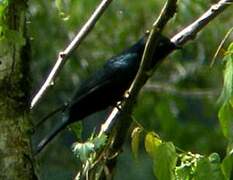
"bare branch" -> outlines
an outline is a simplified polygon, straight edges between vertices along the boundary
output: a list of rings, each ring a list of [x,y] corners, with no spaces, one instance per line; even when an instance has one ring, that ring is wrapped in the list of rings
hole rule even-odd
[[[173,36],[171,41],[176,46],[183,46],[187,41],[195,39],[197,33],[203,29],[211,20],[223,12],[232,4],[233,0],[220,0],[212,5],[202,16],[190,24],[188,27]]]
[[[59,53],[57,61],[54,67],[52,68],[51,72],[49,73],[46,81],[44,82],[40,90],[37,92],[37,94],[32,98],[30,105],[31,109],[38,103],[38,101],[42,98],[42,96],[45,94],[48,88],[54,84],[56,77],[58,76],[68,57],[81,44],[81,42],[88,35],[88,33],[94,28],[96,22],[111,2],[112,0],[102,0],[101,3],[95,9],[94,13],[88,19],[88,21],[84,24],[84,26],[75,36],[75,38],[68,45],[68,47],[64,51]]]
[[[143,88],[143,91],[167,93],[176,96],[187,96],[194,98],[216,98],[220,93],[220,89],[179,89],[170,84],[159,83],[146,84]]]
[[[130,114],[132,110],[132,104],[136,99],[136,96],[142,86],[145,84],[147,79],[152,75],[151,64],[153,61],[153,54],[158,47],[159,35],[164,29],[165,25],[168,21],[173,17],[176,12],[176,0],[168,0],[162,9],[159,17],[153,24],[153,27],[150,31],[150,35],[148,37],[145,50],[143,52],[142,61],[140,64],[140,68],[134,81],[132,82],[129,90],[125,93],[126,101],[122,104],[122,109],[125,113]],[[121,114],[121,111],[118,107],[114,108],[106,123],[101,126],[101,133],[108,132],[113,124],[115,124],[116,120],[119,119],[118,116]]]

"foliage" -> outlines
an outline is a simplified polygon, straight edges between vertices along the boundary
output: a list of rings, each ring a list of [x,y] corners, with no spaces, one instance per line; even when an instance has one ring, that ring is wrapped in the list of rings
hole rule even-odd
[[[158,180],[229,180],[232,171],[232,142],[233,142],[233,43],[225,53],[224,86],[220,99],[223,102],[219,110],[219,122],[229,145],[225,158],[221,161],[218,153],[208,155],[193,154],[181,150],[178,153],[172,142],[164,142],[154,132],[145,135],[145,149],[153,161],[153,171]],[[136,127],[132,133],[132,152],[137,157],[139,133],[143,129]],[[177,150],[176,150],[177,149]]]
[[[178,14],[168,25],[165,34],[172,37],[182,27],[203,13],[212,2],[210,0],[180,1]],[[45,78],[57,57],[57,53],[74,37],[74,33],[84,24],[97,3],[95,0],[38,0],[30,2],[28,29],[32,44],[33,62],[31,68],[34,89],[38,88],[38,84],[41,84]],[[70,57],[56,82],[55,88],[51,89],[47,97],[44,98],[37,112],[33,114],[33,119],[37,121],[51,108],[66,102],[72,97],[74,89],[79,86],[82,79],[95,71],[105,60],[136,41],[151,25],[162,4],[163,1],[155,2],[154,0],[148,0],[146,3],[141,0],[135,0],[134,3],[125,0],[113,1],[113,4],[95,26],[94,31]],[[195,175],[199,178],[203,176],[201,171],[203,166],[205,170],[210,172],[214,172],[213,169],[216,169],[215,173],[221,175],[219,173],[220,166],[221,172],[229,179],[232,166],[232,156],[230,155],[232,145],[229,141],[228,155],[225,156],[227,140],[224,139],[217,123],[218,107],[215,104],[216,92],[218,93],[221,87],[222,64],[220,61],[216,61],[215,67],[210,69],[209,62],[217,48],[217,42],[232,26],[232,23],[229,22],[231,14],[232,9],[214,20],[203,30],[194,43],[188,44],[181,51],[168,57],[151,78],[149,83],[152,85],[171,86],[177,91],[171,92],[167,89],[159,90],[145,87],[133,114],[144,127],[144,129],[139,127],[132,135],[133,159],[136,159],[137,163],[131,159],[130,147],[126,143],[117,165],[116,179],[127,179],[125,174],[128,175],[128,179],[148,179],[145,177],[151,174],[151,178],[153,173],[156,177],[168,173],[167,175],[170,177],[194,177]],[[228,72],[229,75],[231,73]],[[187,93],[205,90],[209,90],[211,93],[203,96]],[[226,91],[226,93],[229,92]],[[224,98],[221,100],[224,101]],[[228,103],[226,108],[221,108],[222,113],[219,112],[219,116],[223,117],[220,120],[221,128],[226,128],[223,132],[227,136],[231,134],[227,126],[227,123],[231,124],[230,116],[228,116],[231,108],[231,103]],[[82,134],[84,139],[90,136],[93,128],[98,129],[96,121],[105,119],[105,117],[105,112],[101,112],[84,122]],[[59,119],[59,117],[55,119]],[[52,121],[48,122],[39,133],[40,137],[46,134],[46,131],[49,131],[53,125]],[[78,128],[76,130],[79,134],[80,130]],[[161,138],[151,133],[154,131]],[[70,144],[74,138],[67,131],[62,134],[55,143],[49,145],[43,156],[39,157],[41,179],[71,179],[77,173],[79,162],[77,163],[70,153]],[[143,137],[147,137],[144,141],[145,144],[147,143],[146,151],[141,146]],[[152,144],[150,144],[148,137],[150,137]],[[157,145],[155,141],[158,143]],[[87,143],[85,140],[82,142]],[[90,157],[93,149],[94,154],[101,149],[95,151],[93,142],[86,143],[79,144],[79,151],[76,154],[78,157],[82,156],[84,160]],[[155,154],[160,154],[161,149],[165,150],[159,157],[160,159],[157,159],[159,162],[163,158],[165,159],[163,166],[168,168],[165,172],[155,168],[158,166],[156,157],[146,156],[146,153],[150,154],[148,146],[152,146],[150,147],[151,153]],[[184,150],[180,151],[177,147]],[[212,152],[219,154],[213,155],[217,156],[216,159],[221,157],[221,160],[216,160],[215,164],[210,160],[213,158]],[[168,160],[174,164],[176,162],[175,167],[174,164],[169,166],[166,163]]]

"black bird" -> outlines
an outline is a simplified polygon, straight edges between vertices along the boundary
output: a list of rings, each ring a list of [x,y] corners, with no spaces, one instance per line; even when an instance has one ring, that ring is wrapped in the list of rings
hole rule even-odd
[[[138,71],[146,39],[145,35],[130,48],[109,59],[101,69],[81,83],[59,124],[37,145],[36,154],[67,125],[109,106],[115,106],[122,100]],[[161,36],[158,51],[153,55],[153,65],[158,64],[175,48],[168,38]]]

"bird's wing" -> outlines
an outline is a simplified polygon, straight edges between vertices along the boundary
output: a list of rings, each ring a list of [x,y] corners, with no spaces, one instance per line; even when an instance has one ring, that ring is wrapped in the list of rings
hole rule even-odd
[[[101,70],[97,71],[88,80],[84,81],[85,84],[81,84],[79,90],[72,98],[72,102],[78,102],[94,91],[101,90],[103,87],[109,87],[111,85],[114,87],[119,83],[119,76],[124,77],[122,73],[129,73],[129,69],[127,68],[128,60],[134,59],[136,56],[137,55],[134,53],[130,54],[130,56],[124,54],[109,60]],[[125,79],[122,79],[121,81],[124,80]]]

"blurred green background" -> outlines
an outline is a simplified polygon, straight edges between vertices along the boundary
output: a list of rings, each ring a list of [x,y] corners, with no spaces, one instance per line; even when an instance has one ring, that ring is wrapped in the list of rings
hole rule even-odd
[[[30,1],[28,30],[32,45],[32,94],[38,90],[54,65],[57,54],[71,41],[99,1]],[[53,89],[32,113],[38,122],[54,108],[69,100],[81,80],[108,58],[132,45],[150,28],[165,1],[113,1],[94,30],[70,57]],[[164,34],[172,37],[201,15],[214,0],[181,0],[178,13]],[[162,139],[193,153],[224,155],[226,140],[219,128],[216,103],[222,86],[221,54],[210,68],[212,57],[225,33],[233,26],[230,7],[211,22],[197,38],[170,55],[142,90],[133,116]],[[230,38],[229,38],[230,39]],[[232,36],[231,36],[232,39]],[[226,42],[227,44],[227,42]],[[88,137],[106,112],[86,120]],[[59,114],[36,129],[36,144],[60,118]],[[69,130],[60,133],[38,157],[42,180],[72,179],[79,162],[71,151],[75,136]],[[138,161],[130,152],[130,136],[117,164],[115,179],[154,179],[151,161],[141,145]]]

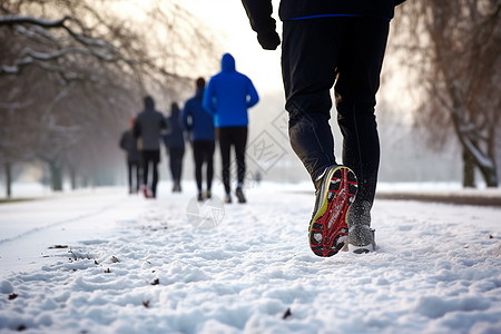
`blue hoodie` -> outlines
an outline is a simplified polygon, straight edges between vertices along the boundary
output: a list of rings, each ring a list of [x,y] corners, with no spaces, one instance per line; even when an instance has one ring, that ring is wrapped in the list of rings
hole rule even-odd
[[[193,140],[214,141],[213,117],[202,107],[204,88],[197,89],[195,97],[185,104],[183,110],[183,127],[191,134]]]
[[[222,71],[210,78],[204,94],[203,106],[214,116],[214,125],[244,127],[248,125],[247,109],[259,101],[249,78],[235,70],[235,59],[225,53]]]

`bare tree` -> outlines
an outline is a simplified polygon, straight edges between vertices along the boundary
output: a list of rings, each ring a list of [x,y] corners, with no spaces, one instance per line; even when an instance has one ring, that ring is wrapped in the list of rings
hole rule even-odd
[[[416,73],[425,98],[416,108],[435,147],[450,129],[463,148],[463,185],[474,185],[479,168],[498,186],[497,128],[501,107],[501,2],[421,0],[400,8],[393,45]]]
[[[19,160],[42,159],[55,189],[61,188],[63,165],[85,174],[102,170],[99,165],[112,163],[99,157],[118,158],[109,143],[116,145],[144,94],[157,94],[167,105],[190,88],[191,76],[207,70],[215,58],[208,30],[174,1],[148,6],[127,0],[0,3],[0,43],[8,46],[0,48],[0,161],[6,170]]]

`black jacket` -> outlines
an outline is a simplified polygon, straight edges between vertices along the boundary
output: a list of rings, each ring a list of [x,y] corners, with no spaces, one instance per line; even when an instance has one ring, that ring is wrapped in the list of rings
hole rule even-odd
[[[131,130],[127,130],[124,134],[121,134],[119,145],[120,148],[127,153],[127,160],[129,163],[139,161],[139,151],[137,149],[137,141]]]
[[[282,0],[278,16],[282,21],[322,14],[371,16],[393,18],[394,7],[405,0]],[[272,0],[242,0],[250,26],[258,35],[275,31]]]

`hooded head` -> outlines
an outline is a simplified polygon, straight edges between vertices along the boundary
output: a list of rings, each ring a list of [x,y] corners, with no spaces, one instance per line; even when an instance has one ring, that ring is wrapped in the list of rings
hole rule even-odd
[[[146,110],[155,109],[155,100],[149,95],[145,97],[145,109]]]
[[[229,53],[223,55],[223,59],[220,60],[220,69],[224,72],[234,72],[235,71],[235,58],[233,58],[233,56]]]
[[[196,81],[195,81],[195,86],[196,86],[196,88],[197,88],[197,90],[198,89],[204,89],[205,88],[205,79],[204,78],[198,78]]]
[[[170,116],[177,118],[179,116],[179,106],[176,102],[170,105]]]

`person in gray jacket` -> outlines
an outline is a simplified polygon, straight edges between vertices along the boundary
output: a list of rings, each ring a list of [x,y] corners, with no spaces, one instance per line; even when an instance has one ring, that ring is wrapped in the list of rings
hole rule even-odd
[[[127,180],[129,185],[129,194],[137,194],[139,191],[141,175],[139,150],[137,149],[137,140],[132,135],[135,122],[136,119],[131,118],[129,121],[129,129],[121,134],[119,143],[120,148],[127,156]],[[135,177],[132,177],[132,174]]]
[[[134,136],[138,139],[138,146],[143,161],[143,193],[146,198],[157,197],[158,164],[160,163],[161,131],[167,129],[164,115],[155,110],[155,100],[146,96],[145,110],[141,111],[134,125]],[[151,166],[151,183],[148,183],[149,167]]]

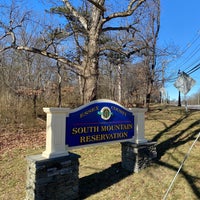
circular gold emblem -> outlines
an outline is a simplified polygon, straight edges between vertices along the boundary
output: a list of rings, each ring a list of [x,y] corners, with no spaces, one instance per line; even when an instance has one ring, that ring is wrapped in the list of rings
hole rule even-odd
[[[101,111],[99,112],[99,114],[101,115],[101,118],[104,119],[104,120],[109,120],[111,115],[112,115],[112,112],[110,110],[110,108],[108,107],[103,107],[101,109]]]

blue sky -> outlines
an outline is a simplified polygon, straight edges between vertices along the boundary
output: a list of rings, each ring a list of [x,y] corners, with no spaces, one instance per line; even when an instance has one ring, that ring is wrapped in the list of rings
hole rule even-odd
[[[174,44],[185,53],[169,62],[166,71],[176,76],[178,70],[189,71],[200,63],[200,0],[161,0],[161,29],[159,44]],[[196,84],[187,96],[200,89],[200,69],[190,76]],[[174,82],[166,83],[165,87],[170,99],[178,98],[178,90]]]
[[[2,0],[7,2],[6,0]],[[26,1],[25,1],[26,2]],[[42,0],[27,1],[27,5],[43,11],[46,7]],[[185,71],[194,67],[200,62],[200,0],[161,0],[161,28],[159,45],[167,46],[174,44],[180,50],[187,51],[179,58],[174,58],[167,64],[166,73],[177,76],[178,70]],[[198,38],[199,36],[199,38]],[[197,39],[198,38],[198,39]],[[192,43],[192,41],[196,41]],[[199,51],[198,50],[199,46]],[[194,52],[195,55],[194,55]],[[192,55],[192,56],[191,56]],[[200,90],[200,69],[190,75],[196,80],[195,86],[187,96]],[[170,99],[178,98],[178,90],[173,86],[174,82],[166,83],[165,88]]]

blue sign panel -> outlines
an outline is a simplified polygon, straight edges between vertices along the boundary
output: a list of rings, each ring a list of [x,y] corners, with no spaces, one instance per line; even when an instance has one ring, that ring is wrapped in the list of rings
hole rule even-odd
[[[69,147],[131,139],[132,112],[112,101],[94,101],[71,112],[66,121]]]

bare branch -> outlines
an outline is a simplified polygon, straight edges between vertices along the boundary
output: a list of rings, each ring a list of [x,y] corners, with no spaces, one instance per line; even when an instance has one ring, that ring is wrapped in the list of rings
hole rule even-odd
[[[100,4],[98,4],[97,2],[95,2],[95,1],[93,1],[93,0],[88,0],[91,4],[93,4],[93,5],[95,5],[98,9],[100,9],[101,11],[103,11],[103,12],[105,12],[106,11],[106,9],[102,6],[102,5],[100,5]]]
[[[63,0],[63,2],[65,3],[66,7],[70,10],[70,12],[72,12],[72,14],[79,19],[85,30],[88,30],[87,20],[77,12],[77,10],[70,4],[68,0]]]
[[[113,18],[131,16],[134,11],[145,1],[146,0],[131,0],[126,11],[111,14],[103,20],[103,23],[110,21]]]
[[[77,70],[82,71],[82,68],[79,65],[71,62],[70,60],[68,60],[65,57],[58,56],[57,54],[54,54],[54,53],[51,53],[51,52],[48,52],[48,51],[45,51],[45,50],[37,49],[37,48],[34,48],[34,47],[27,47],[27,46],[16,46],[16,47],[13,47],[13,48],[16,49],[16,50],[24,50],[24,51],[40,54],[42,56],[52,58],[52,59],[57,60],[57,61],[59,61],[63,64],[69,65],[71,67],[74,67]]]

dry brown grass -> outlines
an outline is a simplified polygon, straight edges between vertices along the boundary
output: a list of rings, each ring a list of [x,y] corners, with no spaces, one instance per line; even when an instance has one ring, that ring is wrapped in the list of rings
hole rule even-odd
[[[161,200],[200,131],[199,122],[199,111],[186,113],[184,108],[153,106],[146,114],[145,133],[148,140],[157,141],[158,160],[140,173],[129,174],[121,169],[121,146],[118,143],[74,150],[81,156],[79,176],[82,199]],[[27,141],[31,134],[25,134]],[[41,153],[45,145],[44,132],[35,134],[40,143],[34,139],[27,145],[26,142],[20,145],[19,139],[14,148],[7,147],[2,152],[0,199],[24,199],[26,156]],[[0,142],[3,138],[1,134]],[[200,199],[199,149],[200,141],[197,141],[175,180],[168,200]]]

++++++

## EXERCISE DETAILS
Collect every line of the records that contains the word "jacket" and list those lines in full.

## EXPECTED ANSWER
`black jacket` -> outlines
`person in gray jacket` -> outlines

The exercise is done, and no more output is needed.